Reproduce word for word the lines below, starting with the line that contains "Where can you see the black" and including every line through the last one.

[BEGIN RECORDS SHOWN]

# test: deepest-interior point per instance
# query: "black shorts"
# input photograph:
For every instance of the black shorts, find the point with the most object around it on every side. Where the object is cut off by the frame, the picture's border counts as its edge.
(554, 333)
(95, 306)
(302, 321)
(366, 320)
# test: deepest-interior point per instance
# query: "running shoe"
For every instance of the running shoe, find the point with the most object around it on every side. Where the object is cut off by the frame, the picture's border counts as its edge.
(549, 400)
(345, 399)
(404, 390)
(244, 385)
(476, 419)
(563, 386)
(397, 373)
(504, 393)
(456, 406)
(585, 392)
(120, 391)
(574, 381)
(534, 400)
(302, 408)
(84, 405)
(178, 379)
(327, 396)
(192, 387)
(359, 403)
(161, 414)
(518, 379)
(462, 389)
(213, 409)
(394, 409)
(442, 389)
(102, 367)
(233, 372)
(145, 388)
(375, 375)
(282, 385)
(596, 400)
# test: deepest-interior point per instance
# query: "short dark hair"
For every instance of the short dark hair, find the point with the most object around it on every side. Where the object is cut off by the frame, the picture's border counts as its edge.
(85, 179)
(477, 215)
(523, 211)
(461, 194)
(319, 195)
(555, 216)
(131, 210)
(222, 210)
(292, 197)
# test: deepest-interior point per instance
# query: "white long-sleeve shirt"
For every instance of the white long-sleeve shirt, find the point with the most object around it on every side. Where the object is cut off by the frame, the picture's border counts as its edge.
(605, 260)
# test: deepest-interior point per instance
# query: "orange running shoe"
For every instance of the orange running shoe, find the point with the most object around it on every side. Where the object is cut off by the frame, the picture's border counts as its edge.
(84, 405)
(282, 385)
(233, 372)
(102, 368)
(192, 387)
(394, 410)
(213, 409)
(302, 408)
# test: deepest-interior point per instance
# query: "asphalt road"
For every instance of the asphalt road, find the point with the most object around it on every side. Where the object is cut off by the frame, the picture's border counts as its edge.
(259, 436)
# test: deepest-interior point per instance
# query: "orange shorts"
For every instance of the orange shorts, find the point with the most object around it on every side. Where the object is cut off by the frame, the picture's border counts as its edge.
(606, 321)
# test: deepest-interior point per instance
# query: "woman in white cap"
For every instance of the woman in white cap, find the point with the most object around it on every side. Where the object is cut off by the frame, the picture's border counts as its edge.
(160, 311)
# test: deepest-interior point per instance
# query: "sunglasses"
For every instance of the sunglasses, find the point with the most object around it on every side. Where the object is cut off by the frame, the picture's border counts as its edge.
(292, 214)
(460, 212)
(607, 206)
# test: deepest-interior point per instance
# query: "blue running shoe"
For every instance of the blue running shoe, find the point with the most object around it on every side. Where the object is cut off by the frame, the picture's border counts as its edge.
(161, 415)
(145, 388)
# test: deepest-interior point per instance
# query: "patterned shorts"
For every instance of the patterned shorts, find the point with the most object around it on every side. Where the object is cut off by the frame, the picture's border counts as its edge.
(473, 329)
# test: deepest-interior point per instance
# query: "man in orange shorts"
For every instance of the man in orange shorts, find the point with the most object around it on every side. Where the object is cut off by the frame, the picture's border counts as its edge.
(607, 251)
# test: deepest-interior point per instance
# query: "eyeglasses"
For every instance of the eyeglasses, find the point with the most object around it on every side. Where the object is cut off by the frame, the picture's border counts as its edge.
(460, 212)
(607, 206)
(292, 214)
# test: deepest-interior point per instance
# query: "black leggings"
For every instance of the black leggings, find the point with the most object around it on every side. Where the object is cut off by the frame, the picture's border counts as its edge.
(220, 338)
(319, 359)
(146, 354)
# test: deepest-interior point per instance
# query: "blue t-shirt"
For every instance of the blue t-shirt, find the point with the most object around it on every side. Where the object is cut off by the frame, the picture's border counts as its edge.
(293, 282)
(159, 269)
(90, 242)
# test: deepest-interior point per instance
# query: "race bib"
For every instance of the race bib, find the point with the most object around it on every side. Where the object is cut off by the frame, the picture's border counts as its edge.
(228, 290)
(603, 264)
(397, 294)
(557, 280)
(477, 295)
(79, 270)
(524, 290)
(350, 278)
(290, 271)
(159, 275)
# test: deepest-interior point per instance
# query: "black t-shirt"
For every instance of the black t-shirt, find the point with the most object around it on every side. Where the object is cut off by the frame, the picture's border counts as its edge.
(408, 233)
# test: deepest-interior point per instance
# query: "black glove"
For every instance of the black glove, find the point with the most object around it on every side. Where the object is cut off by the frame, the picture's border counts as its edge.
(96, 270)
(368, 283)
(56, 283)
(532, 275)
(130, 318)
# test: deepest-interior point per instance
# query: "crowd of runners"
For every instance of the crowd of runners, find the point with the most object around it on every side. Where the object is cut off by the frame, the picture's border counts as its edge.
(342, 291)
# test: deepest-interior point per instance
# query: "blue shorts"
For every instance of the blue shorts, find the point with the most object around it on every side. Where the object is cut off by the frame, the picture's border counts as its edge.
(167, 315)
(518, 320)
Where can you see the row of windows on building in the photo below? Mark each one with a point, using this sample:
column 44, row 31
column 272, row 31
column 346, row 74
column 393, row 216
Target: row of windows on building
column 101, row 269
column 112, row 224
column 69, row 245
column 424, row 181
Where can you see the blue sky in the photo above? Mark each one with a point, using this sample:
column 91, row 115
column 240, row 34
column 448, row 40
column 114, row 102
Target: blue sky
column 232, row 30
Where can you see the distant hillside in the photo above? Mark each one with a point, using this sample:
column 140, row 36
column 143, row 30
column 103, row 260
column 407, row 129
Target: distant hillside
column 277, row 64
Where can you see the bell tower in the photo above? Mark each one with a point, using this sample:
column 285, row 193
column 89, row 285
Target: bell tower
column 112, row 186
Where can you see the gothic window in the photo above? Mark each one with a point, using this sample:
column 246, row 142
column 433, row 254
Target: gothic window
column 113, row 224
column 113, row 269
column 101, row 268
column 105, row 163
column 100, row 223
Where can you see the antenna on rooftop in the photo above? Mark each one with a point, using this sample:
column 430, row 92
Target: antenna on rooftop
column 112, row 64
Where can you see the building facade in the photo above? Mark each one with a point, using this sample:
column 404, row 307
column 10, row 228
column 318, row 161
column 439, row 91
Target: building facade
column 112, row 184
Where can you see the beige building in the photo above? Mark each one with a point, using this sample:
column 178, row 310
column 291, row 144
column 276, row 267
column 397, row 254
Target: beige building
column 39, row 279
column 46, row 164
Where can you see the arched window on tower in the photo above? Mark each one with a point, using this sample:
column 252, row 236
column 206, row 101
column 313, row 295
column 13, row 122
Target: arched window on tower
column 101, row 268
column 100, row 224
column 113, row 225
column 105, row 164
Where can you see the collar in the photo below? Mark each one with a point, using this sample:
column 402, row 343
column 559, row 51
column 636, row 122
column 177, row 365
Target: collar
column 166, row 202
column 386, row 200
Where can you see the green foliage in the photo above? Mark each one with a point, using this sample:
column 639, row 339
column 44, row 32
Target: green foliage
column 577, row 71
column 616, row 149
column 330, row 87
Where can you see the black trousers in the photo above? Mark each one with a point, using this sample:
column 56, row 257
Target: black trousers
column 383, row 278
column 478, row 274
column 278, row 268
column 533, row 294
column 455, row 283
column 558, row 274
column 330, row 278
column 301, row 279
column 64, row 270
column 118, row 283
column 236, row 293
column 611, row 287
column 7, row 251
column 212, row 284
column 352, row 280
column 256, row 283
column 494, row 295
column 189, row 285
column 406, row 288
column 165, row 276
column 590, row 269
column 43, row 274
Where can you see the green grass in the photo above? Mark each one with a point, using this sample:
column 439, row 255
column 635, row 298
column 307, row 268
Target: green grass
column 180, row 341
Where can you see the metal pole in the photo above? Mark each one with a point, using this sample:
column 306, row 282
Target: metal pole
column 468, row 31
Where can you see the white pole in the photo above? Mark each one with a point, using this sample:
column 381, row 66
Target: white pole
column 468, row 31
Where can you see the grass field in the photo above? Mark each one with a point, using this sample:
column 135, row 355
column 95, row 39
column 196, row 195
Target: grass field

[END RECORDS SHOWN]

COMPLETED TASK
Where can you see the black trousers in the photo above? Mark each one with a point, using this sample:
column 56, row 257
Target: black trousers
column 383, row 278
column 478, row 274
column 278, row 268
column 533, row 294
column 455, row 283
column 558, row 274
column 330, row 278
column 301, row 279
column 64, row 270
column 118, row 283
column 236, row 293
column 611, row 287
column 7, row 251
column 212, row 284
column 352, row 280
column 256, row 283
column 494, row 295
column 189, row 285
column 406, row 288
column 165, row 276
column 590, row 269
column 43, row 274
Where can you see the green grass in the photo above? Mark each one with a point, using this sample:
column 439, row 255
column 635, row 298
column 307, row 268
Target: green grass
column 180, row 341
Where can you see the metal pole in the photo above? Mark each one with a point, using this sample:
column 306, row 282
Target: metal pole
column 468, row 31
Where can you see the white pole in the photo above? Mark each one with a point, using this sample:
column 381, row 66
Target: white pole
column 468, row 31
Where can you see the grass field in the photo above? Mark each one with a point, using this sample:
column 135, row 355
column 95, row 39
column 196, row 195
Target: grass field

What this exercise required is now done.